___ RECORDS ___
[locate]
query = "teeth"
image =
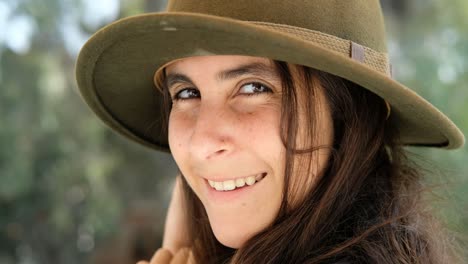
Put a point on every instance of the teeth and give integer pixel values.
(250, 180)
(240, 182)
(229, 185)
(237, 183)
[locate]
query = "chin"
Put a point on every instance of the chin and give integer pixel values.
(231, 239)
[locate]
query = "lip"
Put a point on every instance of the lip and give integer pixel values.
(228, 179)
(223, 197)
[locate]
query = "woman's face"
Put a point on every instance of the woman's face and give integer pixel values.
(224, 134)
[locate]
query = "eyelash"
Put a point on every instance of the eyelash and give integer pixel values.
(267, 89)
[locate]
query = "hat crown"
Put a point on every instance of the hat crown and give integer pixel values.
(360, 21)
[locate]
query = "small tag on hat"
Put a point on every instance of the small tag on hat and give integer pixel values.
(357, 52)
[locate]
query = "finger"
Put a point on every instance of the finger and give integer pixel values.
(181, 256)
(162, 256)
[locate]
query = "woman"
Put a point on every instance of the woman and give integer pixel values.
(286, 126)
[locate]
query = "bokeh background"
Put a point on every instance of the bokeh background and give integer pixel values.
(72, 191)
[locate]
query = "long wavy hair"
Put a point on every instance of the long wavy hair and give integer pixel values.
(365, 208)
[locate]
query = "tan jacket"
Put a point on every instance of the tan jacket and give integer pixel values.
(164, 256)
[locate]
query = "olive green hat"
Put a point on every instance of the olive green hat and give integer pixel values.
(116, 67)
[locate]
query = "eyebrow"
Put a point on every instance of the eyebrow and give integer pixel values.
(256, 68)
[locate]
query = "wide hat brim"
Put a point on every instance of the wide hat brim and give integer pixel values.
(116, 67)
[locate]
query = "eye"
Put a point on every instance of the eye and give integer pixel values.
(254, 88)
(187, 93)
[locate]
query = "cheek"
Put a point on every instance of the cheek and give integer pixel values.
(178, 138)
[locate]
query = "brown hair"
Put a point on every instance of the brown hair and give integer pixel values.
(365, 208)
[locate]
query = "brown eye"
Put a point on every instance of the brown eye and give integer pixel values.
(254, 88)
(188, 93)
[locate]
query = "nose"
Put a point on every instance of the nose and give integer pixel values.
(212, 136)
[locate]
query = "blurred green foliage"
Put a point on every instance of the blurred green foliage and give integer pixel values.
(72, 191)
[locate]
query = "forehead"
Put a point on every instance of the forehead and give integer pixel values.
(214, 63)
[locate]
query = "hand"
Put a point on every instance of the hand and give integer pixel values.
(164, 256)
(176, 230)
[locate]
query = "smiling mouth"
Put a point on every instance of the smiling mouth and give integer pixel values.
(231, 185)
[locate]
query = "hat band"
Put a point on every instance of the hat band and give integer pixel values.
(378, 61)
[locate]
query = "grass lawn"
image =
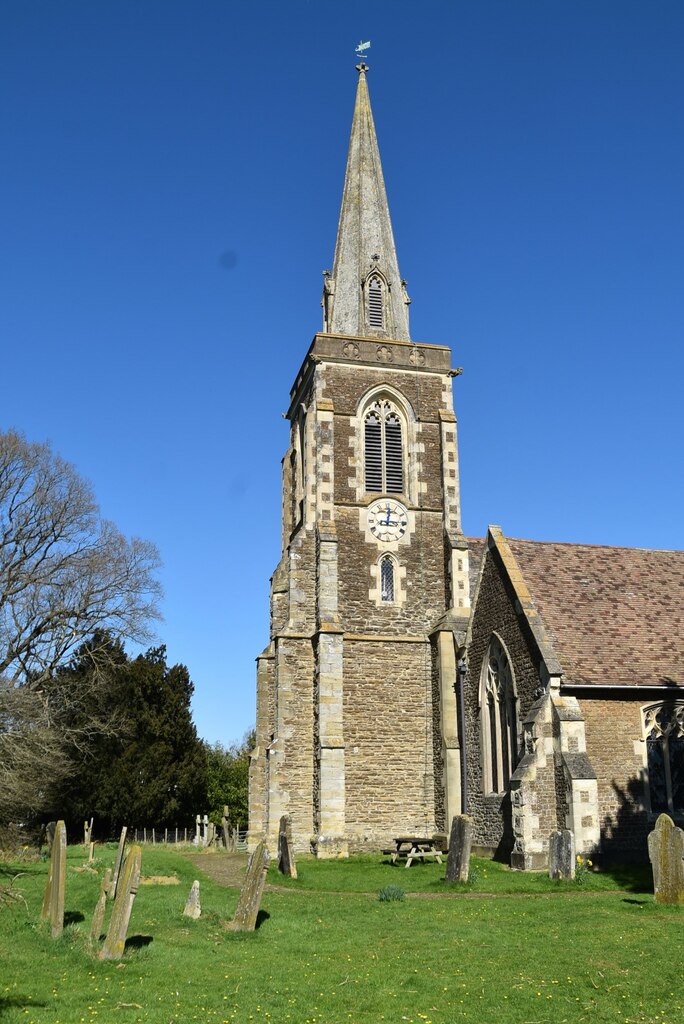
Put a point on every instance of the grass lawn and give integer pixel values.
(509, 948)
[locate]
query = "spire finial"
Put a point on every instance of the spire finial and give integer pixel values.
(360, 52)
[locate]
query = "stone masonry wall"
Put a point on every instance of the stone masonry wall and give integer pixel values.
(388, 738)
(423, 559)
(615, 748)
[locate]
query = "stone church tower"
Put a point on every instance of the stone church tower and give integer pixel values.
(356, 710)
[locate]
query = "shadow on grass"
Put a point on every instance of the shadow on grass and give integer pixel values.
(17, 1003)
(632, 878)
(73, 918)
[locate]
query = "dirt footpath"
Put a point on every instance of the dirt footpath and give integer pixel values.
(226, 868)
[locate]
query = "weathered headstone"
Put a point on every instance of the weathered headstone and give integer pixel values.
(666, 850)
(123, 904)
(117, 863)
(250, 895)
(193, 908)
(460, 843)
(286, 851)
(561, 855)
(98, 913)
(53, 900)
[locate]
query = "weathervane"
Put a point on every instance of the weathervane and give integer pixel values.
(361, 48)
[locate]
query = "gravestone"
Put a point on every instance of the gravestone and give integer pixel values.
(123, 904)
(117, 863)
(53, 900)
(666, 850)
(250, 895)
(193, 908)
(98, 913)
(561, 855)
(460, 843)
(286, 852)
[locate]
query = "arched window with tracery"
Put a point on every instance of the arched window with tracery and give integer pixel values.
(499, 709)
(387, 579)
(376, 302)
(664, 731)
(383, 449)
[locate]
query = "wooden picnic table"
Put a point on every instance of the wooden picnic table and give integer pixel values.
(415, 848)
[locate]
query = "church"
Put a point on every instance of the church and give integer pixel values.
(413, 673)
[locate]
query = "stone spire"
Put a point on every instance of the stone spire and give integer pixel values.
(365, 295)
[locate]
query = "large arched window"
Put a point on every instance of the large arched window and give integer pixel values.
(387, 579)
(499, 719)
(664, 731)
(383, 449)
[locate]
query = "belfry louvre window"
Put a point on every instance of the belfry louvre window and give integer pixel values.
(375, 294)
(387, 579)
(664, 728)
(383, 450)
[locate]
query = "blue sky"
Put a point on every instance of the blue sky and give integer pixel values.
(171, 179)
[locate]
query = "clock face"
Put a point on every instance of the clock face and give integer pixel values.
(387, 520)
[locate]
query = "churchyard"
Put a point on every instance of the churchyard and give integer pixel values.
(505, 946)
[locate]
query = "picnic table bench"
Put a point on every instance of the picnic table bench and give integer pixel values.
(415, 848)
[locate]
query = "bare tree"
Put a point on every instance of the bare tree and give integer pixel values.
(65, 572)
(67, 577)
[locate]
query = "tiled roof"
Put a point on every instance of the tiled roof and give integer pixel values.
(615, 615)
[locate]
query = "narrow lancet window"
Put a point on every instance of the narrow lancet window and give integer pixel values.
(499, 709)
(383, 450)
(375, 299)
(387, 579)
(664, 726)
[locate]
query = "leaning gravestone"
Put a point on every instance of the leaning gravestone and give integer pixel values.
(250, 895)
(98, 913)
(117, 863)
(53, 900)
(123, 904)
(193, 908)
(286, 853)
(561, 855)
(460, 843)
(666, 850)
___
REQUIRED WORK
Identify every line in the records above that contains the string "crown", counting a match only when the case agrees, and copy each such line.

OUTPUT
query = "hat crown"
Put a point on every instance of the hat crown and give integer pixel values.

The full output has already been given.